_Work to complete_
a. Say whether each statement below agrees with the abstract on allergic rhinitis risk factors. Answer yes or no for each, and quote the words from the abstract that decide it.
(i) The paper was submitted in April 2023.
(ii) The method the study builds is called TopicS-ClusterREV.
(iii) The abstract says social media channels discourage people from sharing health information.
b. In the abstract on allergic rhinitis risk factors, which journal accepted the paper?
c. Continue the abstract on allergic rhinitis risk factors from the point where it ends.

Accepted for/Published in: Journal of Medical Internet Research
Date Submitted: Apr 19, 2023
Date Accepted: Jan 3, 2024
Identifying Risk Factors of Allergic Rhinitis Based on Zhihu Comment Data: Using a Topic-Enhanced Word Embedding Model
ABSTRACT
Background:
Allergic rhinitis (AR) is a chronic disease, and several risk factors predispose individuals to the condition in their daily lives, including exposure to allergens, and inhalation irritants. Analyzing the potential risk factors that can trigger allergic rhinitis can provide reference material for patients to use to reduce its occurrence in their daily lives. Nowadays, the use of social media is part of daily life, with more and more people, using at least one platform regularly. Social media enables users to share experiences among large groups of people who share the same interests and suffer the same afflictions. Notably, these channels promote the ability to share health information.
Objective:
This study aims to construct an intelligent method (TopicS-ClusterREV) for identifying the risk factors of allergic rhinitis based on these social media comments. The main questions were as follows: how many comments contained AR risk factor information? How many categories can these risk factors be summarized? How do these risk factors trigger allergic rhinitis?

_Provided records_
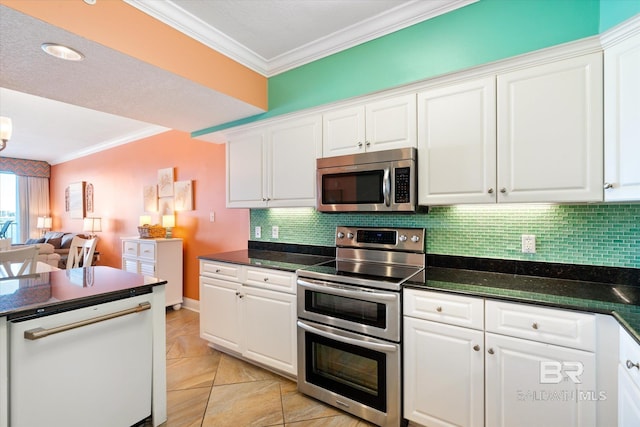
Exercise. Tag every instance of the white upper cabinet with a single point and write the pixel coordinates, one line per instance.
(457, 143)
(274, 165)
(379, 125)
(622, 120)
(550, 135)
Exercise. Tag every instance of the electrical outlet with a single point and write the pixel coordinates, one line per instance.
(528, 244)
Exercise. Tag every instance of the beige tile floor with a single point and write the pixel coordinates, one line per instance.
(211, 389)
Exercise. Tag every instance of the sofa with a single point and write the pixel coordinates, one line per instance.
(60, 241)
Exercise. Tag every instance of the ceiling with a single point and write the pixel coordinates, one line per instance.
(62, 110)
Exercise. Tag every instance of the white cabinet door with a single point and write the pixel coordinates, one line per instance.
(270, 328)
(531, 384)
(220, 320)
(379, 125)
(343, 132)
(391, 123)
(294, 147)
(550, 132)
(628, 399)
(622, 121)
(443, 374)
(457, 143)
(246, 170)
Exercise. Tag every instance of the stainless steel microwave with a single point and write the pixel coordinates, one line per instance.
(381, 181)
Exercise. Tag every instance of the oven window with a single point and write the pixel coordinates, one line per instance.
(348, 370)
(351, 309)
(353, 188)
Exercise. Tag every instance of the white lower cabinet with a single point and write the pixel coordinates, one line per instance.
(250, 312)
(444, 374)
(536, 384)
(628, 381)
(506, 371)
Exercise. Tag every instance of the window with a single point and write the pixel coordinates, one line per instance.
(8, 204)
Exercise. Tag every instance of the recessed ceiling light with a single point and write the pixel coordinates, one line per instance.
(62, 52)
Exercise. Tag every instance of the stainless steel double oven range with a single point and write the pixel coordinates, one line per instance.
(349, 321)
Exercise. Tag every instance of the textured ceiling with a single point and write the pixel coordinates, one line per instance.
(64, 110)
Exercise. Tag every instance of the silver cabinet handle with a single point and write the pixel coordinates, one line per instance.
(630, 365)
(37, 333)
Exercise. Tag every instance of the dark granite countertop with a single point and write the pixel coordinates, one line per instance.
(606, 290)
(45, 293)
(621, 301)
(288, 261)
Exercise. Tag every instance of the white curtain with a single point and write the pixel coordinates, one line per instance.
(33, 201)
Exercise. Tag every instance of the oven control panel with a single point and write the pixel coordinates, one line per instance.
(401, 239)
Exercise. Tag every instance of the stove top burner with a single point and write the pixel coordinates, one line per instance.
(368, 274)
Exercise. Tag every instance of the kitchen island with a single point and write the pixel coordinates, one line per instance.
(82, 346)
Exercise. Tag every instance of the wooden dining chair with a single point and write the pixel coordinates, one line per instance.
(24, 260)
(81, 252)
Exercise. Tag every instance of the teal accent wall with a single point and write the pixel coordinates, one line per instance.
(602, 234)
(482, 32)
(613, 12)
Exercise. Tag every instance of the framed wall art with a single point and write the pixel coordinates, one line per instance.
(183, 195)
(75, 200)
(165, 182)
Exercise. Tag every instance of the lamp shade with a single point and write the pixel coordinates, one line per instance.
(145, 220)
(92, 224)
(168, 221)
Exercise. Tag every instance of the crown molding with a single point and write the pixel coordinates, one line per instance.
(124, 139)
(395, 19)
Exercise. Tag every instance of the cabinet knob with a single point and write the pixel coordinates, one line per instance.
(630, 365)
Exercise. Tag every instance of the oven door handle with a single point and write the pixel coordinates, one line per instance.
(352, 293)
(384, 348)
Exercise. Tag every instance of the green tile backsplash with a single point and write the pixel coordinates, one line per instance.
(599, 234)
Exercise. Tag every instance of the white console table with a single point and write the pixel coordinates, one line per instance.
(161, 258)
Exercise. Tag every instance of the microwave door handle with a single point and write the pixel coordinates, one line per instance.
(381, 297)
(384, 348)
(386, 187)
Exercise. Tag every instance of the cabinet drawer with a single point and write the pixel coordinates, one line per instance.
(271, 279)
(221, 270)
(548, 325)
(630, 356)
(445, 308)
(147, 251)
(130, 249)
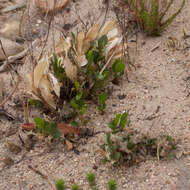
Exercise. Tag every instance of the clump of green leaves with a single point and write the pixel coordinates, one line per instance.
(91, 178)
(102, 98)
(126, 145)
(36, 103)
(117, 125)
(92, 78)
(60, 185)
(150, 14)
(46, 128)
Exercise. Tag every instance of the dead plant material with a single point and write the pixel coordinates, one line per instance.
(28, 126)
(12, 59)
(44, 85)
(11, 93)
(65, 129)
(51, 6)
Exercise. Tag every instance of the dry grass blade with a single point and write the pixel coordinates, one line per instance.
(65, 129)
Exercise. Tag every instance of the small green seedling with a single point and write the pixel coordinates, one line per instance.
(102, 98)
(36, 103)
(112, 148)
(91, 179)
(78, 103)
(118, 68)
(58, 70)
(47, 128)
(60, 185)
(119, 122)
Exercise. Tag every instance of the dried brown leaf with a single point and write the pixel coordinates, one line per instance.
(70, 69)
(41, 69)
(28, 126)
(93, 32)
(45, 90)
(54, 84)
(69, 145)
(109, 25)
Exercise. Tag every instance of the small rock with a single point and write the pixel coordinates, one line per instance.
(11, 48)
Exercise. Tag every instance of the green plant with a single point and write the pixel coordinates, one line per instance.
(75, 187)
(36, 103)
(47, 128)
(118, 68)
(118, 123)
(126, 145)
(60, 185)
(150, 14)
(112, 185)
(102, 98)
(92, 180)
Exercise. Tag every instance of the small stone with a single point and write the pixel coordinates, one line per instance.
(10, 30)
(10, 47)
(47, 6)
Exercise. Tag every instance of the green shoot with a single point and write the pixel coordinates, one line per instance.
(47, 128)
(60, 185)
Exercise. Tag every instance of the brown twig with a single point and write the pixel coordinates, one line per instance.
(49, 25)
(10, 95)
(42, 175)
(12, 59)
(107, 8)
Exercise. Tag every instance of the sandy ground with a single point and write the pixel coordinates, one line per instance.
(156, 96)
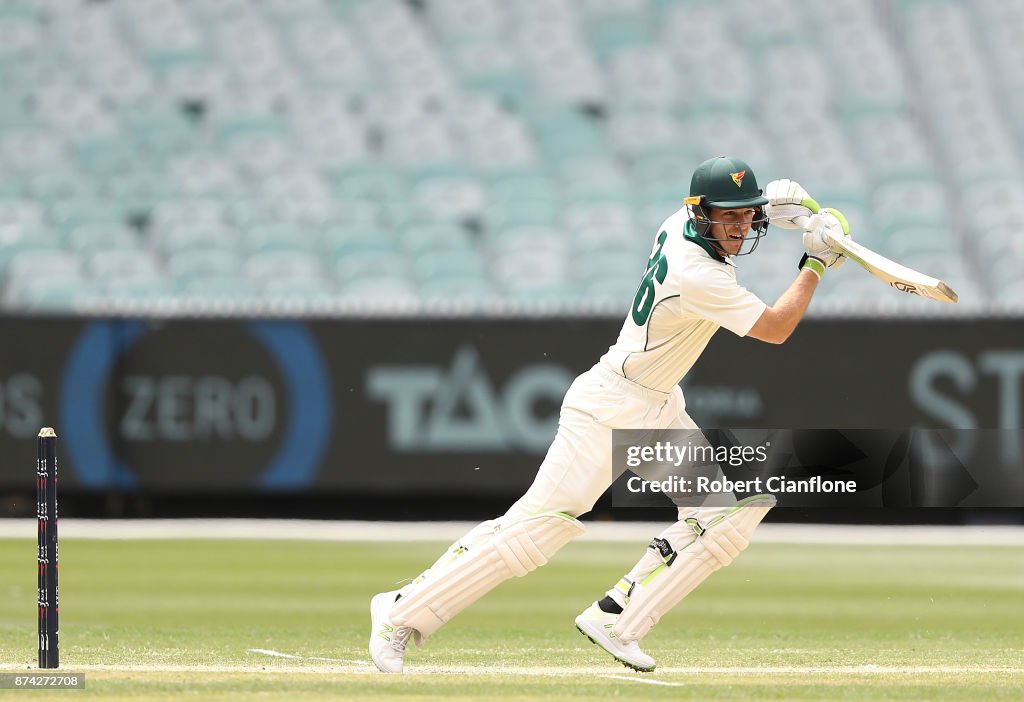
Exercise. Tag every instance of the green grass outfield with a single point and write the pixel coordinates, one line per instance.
(180, 619)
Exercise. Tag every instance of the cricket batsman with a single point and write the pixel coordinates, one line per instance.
(687, 292)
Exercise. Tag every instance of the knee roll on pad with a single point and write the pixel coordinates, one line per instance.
(716, 545)
(511, 551)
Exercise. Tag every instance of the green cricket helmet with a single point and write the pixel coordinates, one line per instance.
(728, 183)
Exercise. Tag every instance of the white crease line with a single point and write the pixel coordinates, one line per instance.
(645, 681)
(279, 654)
(274, 654)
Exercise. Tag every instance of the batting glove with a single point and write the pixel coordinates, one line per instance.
(787, 201)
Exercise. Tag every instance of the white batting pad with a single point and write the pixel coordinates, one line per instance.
(479, 566)
(681, 559)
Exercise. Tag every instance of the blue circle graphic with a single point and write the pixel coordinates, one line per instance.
(294, 465)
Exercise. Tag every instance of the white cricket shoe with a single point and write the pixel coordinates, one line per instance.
(387, 643)
(596, 624)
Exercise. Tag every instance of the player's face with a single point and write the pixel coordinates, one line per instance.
(730, 227)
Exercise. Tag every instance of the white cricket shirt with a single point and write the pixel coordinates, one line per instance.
(687, 294)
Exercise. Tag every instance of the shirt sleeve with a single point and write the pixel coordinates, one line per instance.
(714, 294)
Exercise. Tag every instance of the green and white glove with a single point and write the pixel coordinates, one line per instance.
(819, 253)
(787, 201)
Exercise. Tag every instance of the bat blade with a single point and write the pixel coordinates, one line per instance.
(897, 275)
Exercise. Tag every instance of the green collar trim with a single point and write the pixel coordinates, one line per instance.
(690, 233)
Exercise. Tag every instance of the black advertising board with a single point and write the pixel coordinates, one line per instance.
(445, 405)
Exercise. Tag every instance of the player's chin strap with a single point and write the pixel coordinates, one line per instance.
(681, 559)
(485, 557)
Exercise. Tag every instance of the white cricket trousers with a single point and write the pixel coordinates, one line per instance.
(578, 469)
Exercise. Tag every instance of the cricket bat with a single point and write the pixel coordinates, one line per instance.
(897, 275)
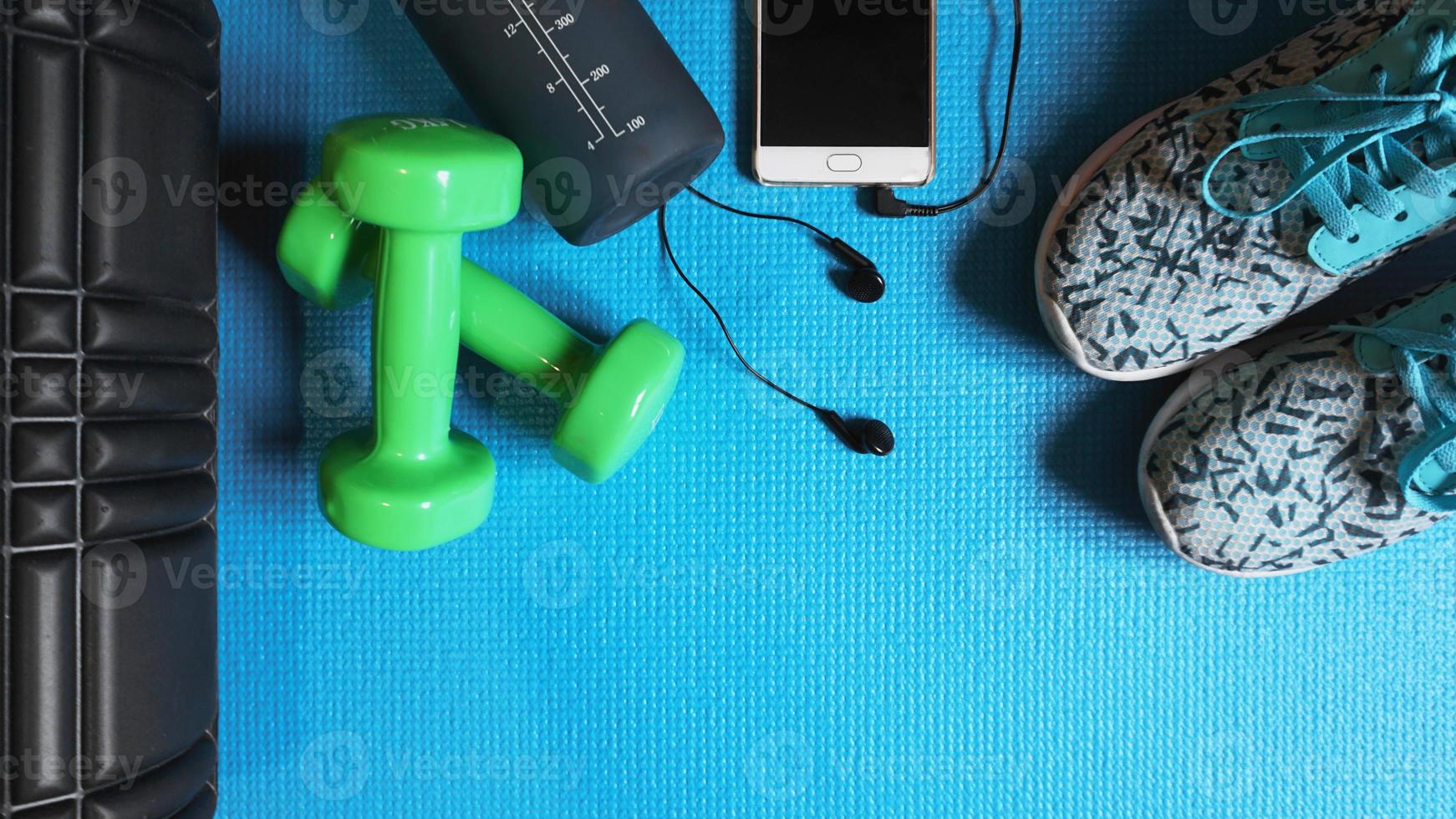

_Responses for each task_
a.
(i) Yes: "Date Submitted: Apr 19, 2023"
(ii) Yes: "This study aims to construct an intelligent method (TopicS-ClusterREV)"
(iii) No: "Notably, these channels promote the ability to share health information."

b. Journal of Medical Internet Research

c.
Methods:
This study crawled all the data from May 2012 to May 2022 under the topic of “allergic rhinitis” on Zhihu, obtaining a total of 9,628 posts and 33,747 comments. We improve the Skip-gram model to train topic-enhanced word vector representations (TopicS) and then vectorize annotated text items for training the risk factor classifier. Furthermore, cluster analysis enabled a closer look into the opinions expressed in the category, namely, gaining insight into how risk factors trigger AR.
Results:
Our classifier identified more comments containing risk factors than other classification models, with an accuracy rate of 96.10% and a recall rate of 96.30%. In general, we clustered texts containing risk factors into 28 categories, with season, region, and mites being the most common. We gain insight into the risk factors expressed in the category, for example, seasonal changes and increased temperature differences between day and night can disrupt the body's immune system and lead to the development of allergies.
Conclusions:
Our approach can handle the mass of data and extract risk factors effectively. Moreover, the summary of risk factors can serve as a reference for patients to use to reduce AR in their daily lives. The experimental data also provides a potential pathway that triggers AR. This result can guide the development of management plans and interventions for AR.